Sezione del documento
Tensioni fra i membri del Consiglio del Golfo

A seguito del concitato incontro tenuto a Riad nella tarda serata di martedì, che il quotidiano ‘Al Arabiya’ non ha esitato a definire ‘tempestoso’, Arabia Saudita, Bahrain ed Emirati Arabi Uniti, hanno, questa mattina, richiamato i loro ambasciatori in Qatar. Il vertice si è svolto nell’ambito del Consiglio di Cooperazione del Golfo, che ,oltre i quattro stati in tensione, comprende Oman e Kuwait. Il Consiglio, fondato nel 1981, ha scopi essenzialmente economici ed è stato istituito con l’obiettivo di creare una rete di scambi economico-commerciali all’interno del circuito del Golfo.

Le questioni politiche sono raramente affrontate, ma lo statuto dell’Organizzazione prevede l’obbligo di non sostenere in alcun modo partiti che possano rappresentare una minaccia per la stabilità o la sicurezza degli altri membri del Consiglio. Dallo scorso anno l’emiro del Qatar, Tamim bin Hamad al-Thani, è posto al centro di incontri con rappresentanti degli altri cinque stati membri: a novembre, ad esempio, il precedente meeting con l’emiro del Kuwait ed il Re saudita, che chiedevano un taglio netto del sostegno qatarino all’organizzazione Muslim Brotherhood, bandita in gran parte dei dei paesi del Golfo.

Attività da svolgere
**A.** Elencare tutti gli stati membri del Consiglio di Cooperazione del Golfo citati nell'articolo sul Consiglio del Golfo.
**B.** Trascrivere dall'articolo sul Consiglio del Golfo il passo che va da "Tensioni fra i" fino a "circuito del Golfo." incluso.
Usare come unica fonte l'articolo sul Consiglio del Golfo.

Dati di seguito

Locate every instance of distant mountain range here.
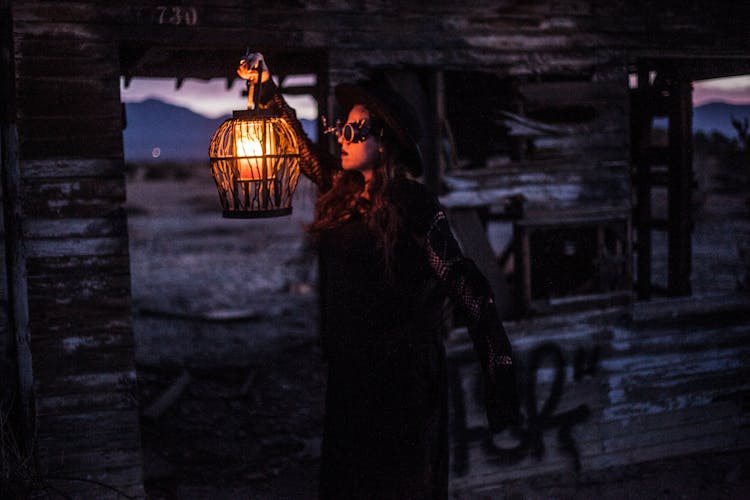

Soluzioni in ordine
**A.** Arabia Saudita, Bahrain, Emirati Arabi Uniti, Qatar, Oman, Kuwait

**B.**
Tensioni fra i membri del Consiglio del Golfo

A seguito del concitato incontro tenuto a Riad nella tarda serata di martedì, che il quotidiano ‘Al Arabiya’ non ha esitato a definire ‘tempestoso’, Arabia Saudita, Bahrain ed Emirati Arabi Uniti, hanno, questa mattina, richiamato i loro ambasciatori in Qatar. Il vertice si è svolto nell’ambito del Consiglio di Cooperazione del Golfo, che ,oltre i quattro stati in tensione, comprende Oman e Kuwait. Il Consiglio, fondato nel 1981, ha scopi essenzialmente economici ed è stato istituito con l’obiettivo di creare una rete di scambi economico-commerciali all’interno del circuito del Golfo.